◆ Records for this exercise:
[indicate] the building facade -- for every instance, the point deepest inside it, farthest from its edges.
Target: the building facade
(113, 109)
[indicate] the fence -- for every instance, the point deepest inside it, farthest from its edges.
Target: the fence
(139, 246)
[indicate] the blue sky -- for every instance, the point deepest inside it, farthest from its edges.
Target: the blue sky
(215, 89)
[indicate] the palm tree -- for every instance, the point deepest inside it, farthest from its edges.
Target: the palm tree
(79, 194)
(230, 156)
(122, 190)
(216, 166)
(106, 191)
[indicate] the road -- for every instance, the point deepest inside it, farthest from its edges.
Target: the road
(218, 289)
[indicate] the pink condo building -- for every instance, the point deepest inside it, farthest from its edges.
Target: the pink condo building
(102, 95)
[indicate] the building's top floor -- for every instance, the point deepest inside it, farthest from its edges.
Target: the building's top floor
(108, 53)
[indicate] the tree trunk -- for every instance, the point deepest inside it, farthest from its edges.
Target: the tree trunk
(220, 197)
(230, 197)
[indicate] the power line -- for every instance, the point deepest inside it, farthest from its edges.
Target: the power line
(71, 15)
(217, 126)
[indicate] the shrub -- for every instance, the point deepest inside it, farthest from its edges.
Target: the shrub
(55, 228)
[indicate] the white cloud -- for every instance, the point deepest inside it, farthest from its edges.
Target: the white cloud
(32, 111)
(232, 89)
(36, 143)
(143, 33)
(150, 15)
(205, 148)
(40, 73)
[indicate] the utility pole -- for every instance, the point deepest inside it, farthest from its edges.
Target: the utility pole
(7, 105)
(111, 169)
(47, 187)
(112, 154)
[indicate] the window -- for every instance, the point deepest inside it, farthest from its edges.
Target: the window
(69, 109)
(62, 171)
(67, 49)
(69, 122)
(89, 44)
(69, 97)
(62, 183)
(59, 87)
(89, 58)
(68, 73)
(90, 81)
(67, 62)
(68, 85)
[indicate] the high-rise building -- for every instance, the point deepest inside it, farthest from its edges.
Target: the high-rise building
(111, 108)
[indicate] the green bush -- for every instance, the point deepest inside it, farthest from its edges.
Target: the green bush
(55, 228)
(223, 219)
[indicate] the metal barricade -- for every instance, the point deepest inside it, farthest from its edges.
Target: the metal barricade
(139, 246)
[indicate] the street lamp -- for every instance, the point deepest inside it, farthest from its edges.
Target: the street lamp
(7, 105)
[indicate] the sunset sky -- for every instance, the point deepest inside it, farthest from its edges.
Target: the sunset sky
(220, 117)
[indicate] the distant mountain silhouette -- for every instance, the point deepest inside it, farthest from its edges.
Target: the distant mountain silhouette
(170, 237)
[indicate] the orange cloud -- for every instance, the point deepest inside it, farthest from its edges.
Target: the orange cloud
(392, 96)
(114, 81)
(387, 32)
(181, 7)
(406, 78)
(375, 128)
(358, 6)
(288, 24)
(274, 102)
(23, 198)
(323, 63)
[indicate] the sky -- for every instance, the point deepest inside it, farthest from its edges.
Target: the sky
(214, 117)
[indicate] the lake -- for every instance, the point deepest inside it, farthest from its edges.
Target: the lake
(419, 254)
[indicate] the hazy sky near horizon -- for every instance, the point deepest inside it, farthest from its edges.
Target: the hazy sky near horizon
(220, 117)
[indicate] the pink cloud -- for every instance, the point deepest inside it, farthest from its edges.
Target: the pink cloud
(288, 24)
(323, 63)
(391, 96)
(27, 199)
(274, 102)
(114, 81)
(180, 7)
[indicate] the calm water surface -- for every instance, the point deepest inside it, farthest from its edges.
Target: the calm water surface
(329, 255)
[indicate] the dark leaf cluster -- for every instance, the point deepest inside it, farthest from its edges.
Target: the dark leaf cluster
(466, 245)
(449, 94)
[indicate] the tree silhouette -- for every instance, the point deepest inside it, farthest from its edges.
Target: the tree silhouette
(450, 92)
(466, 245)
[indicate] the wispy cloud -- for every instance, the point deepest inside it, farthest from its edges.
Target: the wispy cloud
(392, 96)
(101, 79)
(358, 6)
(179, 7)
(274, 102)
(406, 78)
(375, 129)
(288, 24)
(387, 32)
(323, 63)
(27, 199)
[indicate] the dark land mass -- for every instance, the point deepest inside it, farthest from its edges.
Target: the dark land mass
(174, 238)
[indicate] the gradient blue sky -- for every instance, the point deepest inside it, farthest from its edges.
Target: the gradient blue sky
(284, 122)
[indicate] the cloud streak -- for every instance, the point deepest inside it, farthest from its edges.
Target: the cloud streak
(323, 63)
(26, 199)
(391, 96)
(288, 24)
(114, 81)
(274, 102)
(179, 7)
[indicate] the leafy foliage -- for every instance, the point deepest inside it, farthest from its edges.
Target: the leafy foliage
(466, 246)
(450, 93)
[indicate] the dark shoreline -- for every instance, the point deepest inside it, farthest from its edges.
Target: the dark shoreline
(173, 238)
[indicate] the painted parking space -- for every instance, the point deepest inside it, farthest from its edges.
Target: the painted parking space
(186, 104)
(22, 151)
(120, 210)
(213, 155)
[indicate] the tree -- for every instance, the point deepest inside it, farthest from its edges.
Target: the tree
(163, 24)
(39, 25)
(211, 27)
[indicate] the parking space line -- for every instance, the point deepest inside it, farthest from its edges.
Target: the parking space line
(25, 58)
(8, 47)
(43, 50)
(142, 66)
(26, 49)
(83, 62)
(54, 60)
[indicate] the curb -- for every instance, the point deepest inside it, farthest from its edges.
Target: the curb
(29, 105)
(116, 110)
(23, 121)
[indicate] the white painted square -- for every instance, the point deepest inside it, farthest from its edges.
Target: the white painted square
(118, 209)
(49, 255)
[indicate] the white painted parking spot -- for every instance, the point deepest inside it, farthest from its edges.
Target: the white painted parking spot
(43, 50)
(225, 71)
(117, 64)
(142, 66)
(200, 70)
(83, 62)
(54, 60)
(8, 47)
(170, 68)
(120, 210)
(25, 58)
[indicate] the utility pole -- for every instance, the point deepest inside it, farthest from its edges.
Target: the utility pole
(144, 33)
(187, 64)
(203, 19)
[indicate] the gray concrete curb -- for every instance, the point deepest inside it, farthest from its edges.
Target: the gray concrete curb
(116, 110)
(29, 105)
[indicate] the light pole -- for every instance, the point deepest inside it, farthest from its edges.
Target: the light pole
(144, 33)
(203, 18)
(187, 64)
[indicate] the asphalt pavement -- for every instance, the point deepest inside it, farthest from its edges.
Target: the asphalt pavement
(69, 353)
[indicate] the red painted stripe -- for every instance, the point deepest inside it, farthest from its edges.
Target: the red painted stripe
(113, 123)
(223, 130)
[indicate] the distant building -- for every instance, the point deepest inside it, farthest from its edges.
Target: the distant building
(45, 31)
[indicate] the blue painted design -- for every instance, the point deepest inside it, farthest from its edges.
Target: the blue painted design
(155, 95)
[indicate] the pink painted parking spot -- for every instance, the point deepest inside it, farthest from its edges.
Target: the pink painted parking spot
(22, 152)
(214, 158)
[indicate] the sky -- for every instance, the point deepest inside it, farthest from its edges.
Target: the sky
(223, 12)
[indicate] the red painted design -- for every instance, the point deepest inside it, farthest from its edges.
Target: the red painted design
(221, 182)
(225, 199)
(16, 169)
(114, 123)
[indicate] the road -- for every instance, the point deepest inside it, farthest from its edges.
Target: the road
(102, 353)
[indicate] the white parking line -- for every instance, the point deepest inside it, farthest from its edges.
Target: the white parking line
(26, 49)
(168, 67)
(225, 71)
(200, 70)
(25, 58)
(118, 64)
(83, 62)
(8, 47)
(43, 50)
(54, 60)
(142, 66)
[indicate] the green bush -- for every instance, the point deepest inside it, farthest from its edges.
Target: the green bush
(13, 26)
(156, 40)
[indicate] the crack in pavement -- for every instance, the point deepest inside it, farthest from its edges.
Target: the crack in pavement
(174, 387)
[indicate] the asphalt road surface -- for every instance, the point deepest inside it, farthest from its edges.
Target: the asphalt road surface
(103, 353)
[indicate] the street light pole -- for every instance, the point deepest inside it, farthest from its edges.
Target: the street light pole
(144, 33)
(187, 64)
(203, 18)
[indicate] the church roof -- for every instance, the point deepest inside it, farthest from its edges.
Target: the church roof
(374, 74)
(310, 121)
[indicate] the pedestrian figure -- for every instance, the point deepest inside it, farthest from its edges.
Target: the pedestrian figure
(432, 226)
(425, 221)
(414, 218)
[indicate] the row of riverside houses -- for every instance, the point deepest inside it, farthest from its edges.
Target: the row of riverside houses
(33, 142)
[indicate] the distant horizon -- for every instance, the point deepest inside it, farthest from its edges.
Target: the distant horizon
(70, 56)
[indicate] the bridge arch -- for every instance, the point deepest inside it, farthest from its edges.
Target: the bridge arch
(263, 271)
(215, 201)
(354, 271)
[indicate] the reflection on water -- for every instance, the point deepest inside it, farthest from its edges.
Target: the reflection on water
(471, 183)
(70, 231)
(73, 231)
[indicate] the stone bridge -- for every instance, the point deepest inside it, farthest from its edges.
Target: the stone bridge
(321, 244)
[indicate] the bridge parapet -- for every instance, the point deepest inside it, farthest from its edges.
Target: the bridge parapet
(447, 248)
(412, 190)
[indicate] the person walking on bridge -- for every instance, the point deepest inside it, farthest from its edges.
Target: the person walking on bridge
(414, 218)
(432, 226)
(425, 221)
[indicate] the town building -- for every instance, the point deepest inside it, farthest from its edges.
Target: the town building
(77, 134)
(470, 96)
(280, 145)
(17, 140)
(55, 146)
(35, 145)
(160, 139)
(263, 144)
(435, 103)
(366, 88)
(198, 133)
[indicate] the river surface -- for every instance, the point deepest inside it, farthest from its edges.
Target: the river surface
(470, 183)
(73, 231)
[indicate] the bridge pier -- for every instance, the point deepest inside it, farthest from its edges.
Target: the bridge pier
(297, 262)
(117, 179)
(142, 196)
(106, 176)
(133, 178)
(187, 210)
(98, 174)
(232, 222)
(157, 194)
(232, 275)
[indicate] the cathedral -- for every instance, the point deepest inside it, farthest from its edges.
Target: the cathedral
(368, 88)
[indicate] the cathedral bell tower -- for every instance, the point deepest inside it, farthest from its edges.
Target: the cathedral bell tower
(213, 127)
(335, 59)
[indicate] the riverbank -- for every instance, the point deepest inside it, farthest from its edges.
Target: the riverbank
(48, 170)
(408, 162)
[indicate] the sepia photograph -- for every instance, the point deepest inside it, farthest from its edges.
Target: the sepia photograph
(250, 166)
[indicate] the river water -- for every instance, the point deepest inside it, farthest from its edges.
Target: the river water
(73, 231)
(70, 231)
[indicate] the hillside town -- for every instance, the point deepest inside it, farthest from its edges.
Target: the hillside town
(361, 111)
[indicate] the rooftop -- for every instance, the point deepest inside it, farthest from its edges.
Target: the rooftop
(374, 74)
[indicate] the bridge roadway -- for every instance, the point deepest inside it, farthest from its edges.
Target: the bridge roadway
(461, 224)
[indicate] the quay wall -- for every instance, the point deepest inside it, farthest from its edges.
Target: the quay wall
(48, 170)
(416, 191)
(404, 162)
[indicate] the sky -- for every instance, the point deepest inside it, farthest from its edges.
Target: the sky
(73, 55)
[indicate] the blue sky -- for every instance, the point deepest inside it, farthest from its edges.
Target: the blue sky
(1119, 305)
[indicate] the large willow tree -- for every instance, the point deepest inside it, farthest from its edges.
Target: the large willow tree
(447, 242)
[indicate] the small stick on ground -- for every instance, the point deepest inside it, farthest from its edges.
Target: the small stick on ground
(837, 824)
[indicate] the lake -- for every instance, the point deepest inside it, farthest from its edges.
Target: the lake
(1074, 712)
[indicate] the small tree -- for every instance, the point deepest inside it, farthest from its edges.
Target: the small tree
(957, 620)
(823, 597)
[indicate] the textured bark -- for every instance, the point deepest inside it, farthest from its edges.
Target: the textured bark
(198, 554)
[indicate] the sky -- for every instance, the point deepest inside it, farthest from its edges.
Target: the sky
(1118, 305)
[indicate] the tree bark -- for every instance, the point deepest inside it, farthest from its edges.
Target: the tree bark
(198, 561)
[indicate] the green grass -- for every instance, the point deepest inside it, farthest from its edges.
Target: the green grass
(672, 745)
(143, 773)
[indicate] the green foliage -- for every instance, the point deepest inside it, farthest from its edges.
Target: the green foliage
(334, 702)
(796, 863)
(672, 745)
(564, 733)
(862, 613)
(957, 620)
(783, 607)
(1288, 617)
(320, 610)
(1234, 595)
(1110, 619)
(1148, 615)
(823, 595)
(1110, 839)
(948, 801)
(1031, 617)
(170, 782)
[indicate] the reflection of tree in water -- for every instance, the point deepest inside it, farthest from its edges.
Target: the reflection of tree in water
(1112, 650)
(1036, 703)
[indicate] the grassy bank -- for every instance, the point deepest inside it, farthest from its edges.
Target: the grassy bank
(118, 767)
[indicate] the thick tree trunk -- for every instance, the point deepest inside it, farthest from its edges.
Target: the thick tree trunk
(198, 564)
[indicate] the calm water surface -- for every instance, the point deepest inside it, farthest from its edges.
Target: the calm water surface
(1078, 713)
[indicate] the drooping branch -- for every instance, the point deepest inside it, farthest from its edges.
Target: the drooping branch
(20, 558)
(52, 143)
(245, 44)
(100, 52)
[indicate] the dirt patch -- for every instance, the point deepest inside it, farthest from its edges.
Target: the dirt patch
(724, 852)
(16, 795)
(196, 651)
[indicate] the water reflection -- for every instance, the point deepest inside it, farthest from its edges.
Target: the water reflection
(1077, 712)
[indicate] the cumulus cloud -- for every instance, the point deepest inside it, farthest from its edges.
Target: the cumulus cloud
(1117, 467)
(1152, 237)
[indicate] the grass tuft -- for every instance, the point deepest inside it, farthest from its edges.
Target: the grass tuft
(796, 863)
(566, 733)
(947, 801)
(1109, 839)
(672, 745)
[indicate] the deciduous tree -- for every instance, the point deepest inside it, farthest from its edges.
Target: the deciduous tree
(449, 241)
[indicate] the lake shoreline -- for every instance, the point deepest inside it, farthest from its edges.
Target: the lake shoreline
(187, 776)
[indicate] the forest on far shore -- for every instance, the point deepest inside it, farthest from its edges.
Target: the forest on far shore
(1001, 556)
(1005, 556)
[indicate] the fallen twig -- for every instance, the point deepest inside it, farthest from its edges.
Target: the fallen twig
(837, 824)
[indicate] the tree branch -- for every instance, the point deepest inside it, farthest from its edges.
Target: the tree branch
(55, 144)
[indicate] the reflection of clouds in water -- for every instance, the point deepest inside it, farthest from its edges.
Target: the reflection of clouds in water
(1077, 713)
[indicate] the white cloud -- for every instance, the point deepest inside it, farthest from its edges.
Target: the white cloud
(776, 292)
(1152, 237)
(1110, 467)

◆ What the exercise asks: Retype, exactly as written, each line from the one that has "Target: the forest on far shore" to the bottom of the entries above, and include both of those lines.

◆ Reply:
Target: the forest on far shore
(1001, 556)
(1005, 556)
[indicate] the fallen twig -- for every instance, the point deepest inside it, farthest from its edges.
Target: the fallen twig
(837, 824)
[indicate] the tree branch -- for every instance, the point deepest inside it, farthest from its edges.
Target: the tree branch
(55, 144)
[indicate] the reflection of clouds in water -- for every instance, the point deepest inside it, farthest from its edges.
Target: the reflection of clouds in water
(1077, 713)
[indicate] the white cloud -- for every instance, the point deepest inside it, farthest from its edges.
Target: the white cloud
(776, 292)
(1152, 237)
(1110, 467)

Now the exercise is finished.